### [WHAT YOU HAVE TO DO]
In the items below, copy every line from the one containing "Batch processing job — object class: green shrub." through the one containing "10 165 55 203", including both of those lines, and reproduce nothing else.

Rows of box annotation data
◇ ◇ ◇ ◇ ◇

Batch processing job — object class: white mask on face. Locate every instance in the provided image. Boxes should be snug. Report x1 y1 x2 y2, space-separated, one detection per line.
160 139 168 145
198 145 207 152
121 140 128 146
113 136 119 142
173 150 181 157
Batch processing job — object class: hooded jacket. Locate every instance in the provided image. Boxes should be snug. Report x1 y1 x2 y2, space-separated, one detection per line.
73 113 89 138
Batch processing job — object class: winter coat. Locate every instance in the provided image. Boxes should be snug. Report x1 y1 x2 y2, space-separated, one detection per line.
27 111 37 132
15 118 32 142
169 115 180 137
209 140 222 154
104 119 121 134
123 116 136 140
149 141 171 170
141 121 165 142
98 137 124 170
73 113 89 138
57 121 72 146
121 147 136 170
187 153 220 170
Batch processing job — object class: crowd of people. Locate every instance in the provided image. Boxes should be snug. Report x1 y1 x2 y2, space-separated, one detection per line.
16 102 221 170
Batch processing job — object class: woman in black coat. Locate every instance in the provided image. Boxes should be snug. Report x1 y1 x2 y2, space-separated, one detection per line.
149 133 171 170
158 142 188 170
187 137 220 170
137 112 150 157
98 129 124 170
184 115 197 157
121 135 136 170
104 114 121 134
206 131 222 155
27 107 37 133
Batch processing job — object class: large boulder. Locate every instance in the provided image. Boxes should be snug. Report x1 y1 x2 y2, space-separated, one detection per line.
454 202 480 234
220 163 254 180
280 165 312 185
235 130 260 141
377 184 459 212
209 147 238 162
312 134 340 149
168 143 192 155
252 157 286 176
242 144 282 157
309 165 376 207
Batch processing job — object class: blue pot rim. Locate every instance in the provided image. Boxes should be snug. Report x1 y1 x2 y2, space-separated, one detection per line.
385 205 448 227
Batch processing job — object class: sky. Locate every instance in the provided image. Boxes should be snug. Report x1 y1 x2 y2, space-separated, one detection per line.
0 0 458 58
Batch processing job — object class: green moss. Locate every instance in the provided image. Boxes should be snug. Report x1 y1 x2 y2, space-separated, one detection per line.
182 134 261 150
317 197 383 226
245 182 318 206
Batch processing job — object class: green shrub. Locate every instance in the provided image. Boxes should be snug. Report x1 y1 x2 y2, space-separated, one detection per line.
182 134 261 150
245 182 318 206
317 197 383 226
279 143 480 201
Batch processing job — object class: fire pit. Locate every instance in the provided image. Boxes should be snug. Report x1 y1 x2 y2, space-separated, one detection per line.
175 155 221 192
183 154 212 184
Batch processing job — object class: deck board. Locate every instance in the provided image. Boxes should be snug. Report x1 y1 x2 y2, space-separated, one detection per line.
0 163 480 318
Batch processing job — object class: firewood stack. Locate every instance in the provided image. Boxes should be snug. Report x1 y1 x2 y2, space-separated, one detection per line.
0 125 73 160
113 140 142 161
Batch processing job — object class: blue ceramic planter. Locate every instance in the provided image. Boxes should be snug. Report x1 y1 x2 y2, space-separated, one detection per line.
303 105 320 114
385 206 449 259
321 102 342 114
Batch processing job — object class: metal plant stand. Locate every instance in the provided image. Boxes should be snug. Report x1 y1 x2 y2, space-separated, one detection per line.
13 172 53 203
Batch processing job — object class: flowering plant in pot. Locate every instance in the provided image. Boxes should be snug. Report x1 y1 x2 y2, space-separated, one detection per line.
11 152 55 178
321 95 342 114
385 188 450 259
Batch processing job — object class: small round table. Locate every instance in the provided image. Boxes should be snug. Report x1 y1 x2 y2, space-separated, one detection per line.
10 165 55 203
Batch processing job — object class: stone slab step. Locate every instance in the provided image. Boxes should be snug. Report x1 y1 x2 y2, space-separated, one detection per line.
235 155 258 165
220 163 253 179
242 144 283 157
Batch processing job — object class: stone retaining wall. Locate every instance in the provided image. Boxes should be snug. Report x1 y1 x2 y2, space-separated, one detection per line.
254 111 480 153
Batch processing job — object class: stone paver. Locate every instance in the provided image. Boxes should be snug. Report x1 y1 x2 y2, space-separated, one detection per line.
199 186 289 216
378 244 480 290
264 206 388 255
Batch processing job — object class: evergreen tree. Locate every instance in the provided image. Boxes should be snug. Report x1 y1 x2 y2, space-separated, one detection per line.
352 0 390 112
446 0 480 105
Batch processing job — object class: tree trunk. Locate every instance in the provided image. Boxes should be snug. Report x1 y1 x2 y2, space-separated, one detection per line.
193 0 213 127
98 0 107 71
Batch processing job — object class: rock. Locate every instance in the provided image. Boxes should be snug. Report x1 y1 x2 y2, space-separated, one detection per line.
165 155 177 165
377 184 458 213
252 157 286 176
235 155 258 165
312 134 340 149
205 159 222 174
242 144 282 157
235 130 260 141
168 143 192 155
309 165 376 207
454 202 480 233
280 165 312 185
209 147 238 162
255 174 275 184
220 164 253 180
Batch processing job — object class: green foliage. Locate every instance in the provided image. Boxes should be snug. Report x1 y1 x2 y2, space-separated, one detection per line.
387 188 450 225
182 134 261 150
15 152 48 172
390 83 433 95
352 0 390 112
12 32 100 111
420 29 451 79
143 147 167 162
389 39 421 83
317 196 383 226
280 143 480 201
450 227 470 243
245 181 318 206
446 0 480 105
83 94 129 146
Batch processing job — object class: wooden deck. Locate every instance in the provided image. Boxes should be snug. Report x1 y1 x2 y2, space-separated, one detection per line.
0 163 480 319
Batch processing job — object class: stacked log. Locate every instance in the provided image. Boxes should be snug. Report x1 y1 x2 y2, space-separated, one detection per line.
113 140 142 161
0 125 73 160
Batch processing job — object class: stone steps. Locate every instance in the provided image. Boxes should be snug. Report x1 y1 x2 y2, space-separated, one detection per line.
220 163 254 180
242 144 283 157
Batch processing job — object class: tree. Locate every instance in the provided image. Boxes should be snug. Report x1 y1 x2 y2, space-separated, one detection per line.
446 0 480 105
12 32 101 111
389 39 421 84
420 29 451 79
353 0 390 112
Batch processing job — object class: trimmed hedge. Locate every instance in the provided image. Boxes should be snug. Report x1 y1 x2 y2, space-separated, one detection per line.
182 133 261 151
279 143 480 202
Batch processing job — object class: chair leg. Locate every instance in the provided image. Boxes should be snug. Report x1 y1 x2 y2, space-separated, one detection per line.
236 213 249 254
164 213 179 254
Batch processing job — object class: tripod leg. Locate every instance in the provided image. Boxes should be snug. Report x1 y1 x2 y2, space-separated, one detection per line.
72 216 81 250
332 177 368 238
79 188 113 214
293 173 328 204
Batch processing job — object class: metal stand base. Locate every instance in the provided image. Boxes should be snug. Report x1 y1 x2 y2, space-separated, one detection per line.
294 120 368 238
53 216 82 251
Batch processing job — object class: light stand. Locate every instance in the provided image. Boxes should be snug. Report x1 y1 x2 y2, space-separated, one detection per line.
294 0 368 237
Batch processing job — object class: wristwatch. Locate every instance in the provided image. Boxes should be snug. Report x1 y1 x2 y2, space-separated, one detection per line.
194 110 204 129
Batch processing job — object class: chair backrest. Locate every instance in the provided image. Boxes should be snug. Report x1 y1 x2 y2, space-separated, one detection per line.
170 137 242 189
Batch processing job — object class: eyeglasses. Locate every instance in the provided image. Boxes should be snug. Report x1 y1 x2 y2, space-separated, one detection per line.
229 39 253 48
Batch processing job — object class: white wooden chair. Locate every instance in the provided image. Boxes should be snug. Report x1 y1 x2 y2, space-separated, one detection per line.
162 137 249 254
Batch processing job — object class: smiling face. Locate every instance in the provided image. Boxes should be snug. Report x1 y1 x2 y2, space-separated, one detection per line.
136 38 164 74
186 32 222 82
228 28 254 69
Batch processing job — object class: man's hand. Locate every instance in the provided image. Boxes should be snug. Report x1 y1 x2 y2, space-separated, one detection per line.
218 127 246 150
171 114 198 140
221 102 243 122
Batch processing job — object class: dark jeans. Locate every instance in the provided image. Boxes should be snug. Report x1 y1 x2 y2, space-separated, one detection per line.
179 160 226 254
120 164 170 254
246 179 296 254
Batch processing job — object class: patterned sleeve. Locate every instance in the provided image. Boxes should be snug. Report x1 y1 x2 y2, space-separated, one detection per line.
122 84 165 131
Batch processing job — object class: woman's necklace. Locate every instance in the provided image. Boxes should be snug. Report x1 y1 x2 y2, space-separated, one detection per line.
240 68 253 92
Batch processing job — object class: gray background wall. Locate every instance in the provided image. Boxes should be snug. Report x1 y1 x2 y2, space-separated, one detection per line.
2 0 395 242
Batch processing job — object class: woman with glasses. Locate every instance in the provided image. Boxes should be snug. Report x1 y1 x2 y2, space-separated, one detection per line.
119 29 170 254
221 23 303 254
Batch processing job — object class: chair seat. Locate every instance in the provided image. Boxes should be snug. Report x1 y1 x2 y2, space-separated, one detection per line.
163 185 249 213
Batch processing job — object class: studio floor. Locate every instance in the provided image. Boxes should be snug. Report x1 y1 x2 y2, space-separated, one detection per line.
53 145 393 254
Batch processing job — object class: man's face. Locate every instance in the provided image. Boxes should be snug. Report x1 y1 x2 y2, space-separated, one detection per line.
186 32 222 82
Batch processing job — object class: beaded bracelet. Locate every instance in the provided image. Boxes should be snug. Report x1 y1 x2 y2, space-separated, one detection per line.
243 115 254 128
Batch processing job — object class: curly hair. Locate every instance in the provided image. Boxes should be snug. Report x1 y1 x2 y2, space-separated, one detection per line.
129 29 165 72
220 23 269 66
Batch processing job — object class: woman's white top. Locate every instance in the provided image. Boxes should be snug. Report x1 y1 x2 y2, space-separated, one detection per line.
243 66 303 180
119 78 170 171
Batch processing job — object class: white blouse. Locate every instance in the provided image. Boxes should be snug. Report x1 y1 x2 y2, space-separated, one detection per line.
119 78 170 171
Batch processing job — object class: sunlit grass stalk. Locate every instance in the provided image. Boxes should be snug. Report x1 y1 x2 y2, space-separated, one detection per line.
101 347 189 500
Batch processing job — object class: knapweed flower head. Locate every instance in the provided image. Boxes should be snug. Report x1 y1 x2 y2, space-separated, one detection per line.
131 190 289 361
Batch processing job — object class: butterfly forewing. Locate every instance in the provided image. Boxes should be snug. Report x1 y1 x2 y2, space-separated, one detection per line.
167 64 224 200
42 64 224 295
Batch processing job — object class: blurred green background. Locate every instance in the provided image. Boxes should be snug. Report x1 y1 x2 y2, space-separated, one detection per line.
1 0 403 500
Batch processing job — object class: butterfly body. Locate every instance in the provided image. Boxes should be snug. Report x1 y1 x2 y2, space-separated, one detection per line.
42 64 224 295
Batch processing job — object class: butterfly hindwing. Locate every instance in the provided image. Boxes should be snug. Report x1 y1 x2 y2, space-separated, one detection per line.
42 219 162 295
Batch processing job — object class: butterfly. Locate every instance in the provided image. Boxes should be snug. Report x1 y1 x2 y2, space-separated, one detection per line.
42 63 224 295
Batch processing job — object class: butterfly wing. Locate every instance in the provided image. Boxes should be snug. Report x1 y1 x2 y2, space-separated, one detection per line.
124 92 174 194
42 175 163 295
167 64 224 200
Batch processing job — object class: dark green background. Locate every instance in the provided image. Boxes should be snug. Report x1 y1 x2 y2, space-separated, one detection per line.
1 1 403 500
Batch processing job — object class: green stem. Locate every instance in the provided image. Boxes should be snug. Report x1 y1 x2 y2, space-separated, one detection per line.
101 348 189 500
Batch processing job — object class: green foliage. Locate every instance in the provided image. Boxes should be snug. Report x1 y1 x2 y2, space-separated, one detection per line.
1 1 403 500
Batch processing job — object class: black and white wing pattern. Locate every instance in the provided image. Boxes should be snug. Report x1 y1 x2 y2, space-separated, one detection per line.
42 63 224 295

◇ ◇ ◇ ◇ ◇

### [SOLUTION TO THIS EXERCISE]
Batch processing job — object class: green shrub. Locate every instance in the provided image. Boxes should be snug. Report x1 y1 x2 y2, space-separated, one detection per line.
182 134 261 150
245 182 318 206
317 197 383 226
279 143 480 201
Batch processing job — object class: fire pit. Locate every instance in the provided image. Boxes should be snug. Report x1 y1 x2 y2, space-separated, one detection per line.
175 155 221 192
183 154 212 184
Batch processing job — object class: deck board. Locate every instance in the provided image. Boxes should be snug. Report x1 y1 x2 y2, space-separated, one detection per line.
0 163 480 318
Batch processing job — object class: firewood stack. Locate every instance in the provided image. Boxes should be snug. Report x1 y1 x2 y2, space-separated, one detection per line.
0 125 73 160
113 140 142 161
Batch processing job — object class: blue ceramic planter. Locate every instance in the provided image. Boxes should be snug. Report x1 y1 x2 y2, space-separated, one detection per line.
303 105 320 114
385 206 449 259
321 102 342 114
Batch processing job — object class: metal plant stand. Locate every instance in the provided image. Boxes should be snug. Report x1 y1 x2 y2, space-separated, one detection per line.
13 172 53 203
Batch processing job — object class: flowering plant in pot. Locate every instance in the provided image. Boxes should be snug. Report x1 y1 x2 y2, space-separated, one detection per line.
11 152 55 178
321 95 342 114
385 188 450 259
Batch processing job — object class: small round table. Locate every instance in the provided image. Boxes should be snug. Report x1 y1 x2 y2, space-separated, one detection per line.
10 165 55 203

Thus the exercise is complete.